Copy the lines of the listing below, starting with the line that contains "llama's left ear" and going on through the end of the listing, reproducing each one character for character.
-- Start Listed records --
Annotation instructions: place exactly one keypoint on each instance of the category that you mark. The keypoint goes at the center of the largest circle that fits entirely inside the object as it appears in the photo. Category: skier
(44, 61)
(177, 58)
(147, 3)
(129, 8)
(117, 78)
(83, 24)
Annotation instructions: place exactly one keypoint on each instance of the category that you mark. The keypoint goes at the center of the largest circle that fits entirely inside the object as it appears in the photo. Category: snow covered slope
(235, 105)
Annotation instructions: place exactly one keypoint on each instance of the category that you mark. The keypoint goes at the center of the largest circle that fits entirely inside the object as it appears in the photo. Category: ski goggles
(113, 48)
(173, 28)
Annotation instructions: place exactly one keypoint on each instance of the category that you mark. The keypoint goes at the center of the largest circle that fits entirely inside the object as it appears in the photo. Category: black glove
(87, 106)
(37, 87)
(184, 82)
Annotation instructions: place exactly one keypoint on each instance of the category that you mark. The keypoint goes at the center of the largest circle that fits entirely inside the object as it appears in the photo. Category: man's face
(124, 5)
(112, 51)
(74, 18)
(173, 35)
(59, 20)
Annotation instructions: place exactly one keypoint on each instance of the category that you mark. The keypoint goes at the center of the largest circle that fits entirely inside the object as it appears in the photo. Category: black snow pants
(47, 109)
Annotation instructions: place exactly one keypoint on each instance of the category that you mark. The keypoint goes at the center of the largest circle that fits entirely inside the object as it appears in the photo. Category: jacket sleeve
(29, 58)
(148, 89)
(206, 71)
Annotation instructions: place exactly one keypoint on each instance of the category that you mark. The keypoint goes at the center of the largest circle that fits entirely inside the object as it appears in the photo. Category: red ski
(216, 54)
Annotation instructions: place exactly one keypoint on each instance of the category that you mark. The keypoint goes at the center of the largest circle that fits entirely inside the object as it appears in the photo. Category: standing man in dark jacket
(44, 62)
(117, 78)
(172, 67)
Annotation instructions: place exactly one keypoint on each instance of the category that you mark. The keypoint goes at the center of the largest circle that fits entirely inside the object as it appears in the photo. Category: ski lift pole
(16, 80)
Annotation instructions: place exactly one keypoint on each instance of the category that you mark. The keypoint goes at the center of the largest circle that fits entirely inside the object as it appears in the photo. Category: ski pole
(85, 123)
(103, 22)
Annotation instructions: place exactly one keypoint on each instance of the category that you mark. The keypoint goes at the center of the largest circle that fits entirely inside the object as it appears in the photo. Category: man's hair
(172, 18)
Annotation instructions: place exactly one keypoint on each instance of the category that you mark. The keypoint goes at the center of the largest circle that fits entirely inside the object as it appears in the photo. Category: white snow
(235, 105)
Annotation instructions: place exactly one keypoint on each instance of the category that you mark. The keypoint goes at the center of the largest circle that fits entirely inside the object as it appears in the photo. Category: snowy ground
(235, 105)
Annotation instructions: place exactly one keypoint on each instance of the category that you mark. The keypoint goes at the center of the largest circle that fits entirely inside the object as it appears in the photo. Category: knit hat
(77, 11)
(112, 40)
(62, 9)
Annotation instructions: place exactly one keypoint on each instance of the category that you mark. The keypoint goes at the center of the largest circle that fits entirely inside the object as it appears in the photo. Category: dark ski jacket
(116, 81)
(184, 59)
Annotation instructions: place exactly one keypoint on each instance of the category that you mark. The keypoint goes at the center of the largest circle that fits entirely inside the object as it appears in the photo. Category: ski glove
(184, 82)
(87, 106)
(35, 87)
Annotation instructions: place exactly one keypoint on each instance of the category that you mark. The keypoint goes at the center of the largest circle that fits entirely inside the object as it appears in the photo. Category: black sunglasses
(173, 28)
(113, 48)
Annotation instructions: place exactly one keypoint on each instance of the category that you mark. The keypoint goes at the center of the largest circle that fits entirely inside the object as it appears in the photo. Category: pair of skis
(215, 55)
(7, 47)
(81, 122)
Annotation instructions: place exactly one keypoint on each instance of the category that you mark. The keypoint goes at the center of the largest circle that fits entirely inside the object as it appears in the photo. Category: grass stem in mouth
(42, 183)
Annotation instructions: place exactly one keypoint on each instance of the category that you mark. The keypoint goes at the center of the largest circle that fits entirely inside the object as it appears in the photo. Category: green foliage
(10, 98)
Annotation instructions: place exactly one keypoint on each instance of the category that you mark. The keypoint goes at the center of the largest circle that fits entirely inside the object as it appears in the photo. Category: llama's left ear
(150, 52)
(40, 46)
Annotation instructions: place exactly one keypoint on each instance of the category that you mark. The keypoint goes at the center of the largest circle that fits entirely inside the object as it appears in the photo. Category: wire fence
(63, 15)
-- End Listed records --
▶ **Full answer**
Annotation instructions: place exactly one keypoint on each instance of the category that you mark. The keypoint goes at the center of the largest circle that fits entirely inside the object as it appears in the photo. Category: llama's left ear
(150, 52)
(40, 46)
Annotation instructions: place exactly one keypoint on each instance of the category that you mark. The keypoint goes at the center of the largest circle that fits entirely inside the object as it appears in the photo. Category: wire fence
(63, 15)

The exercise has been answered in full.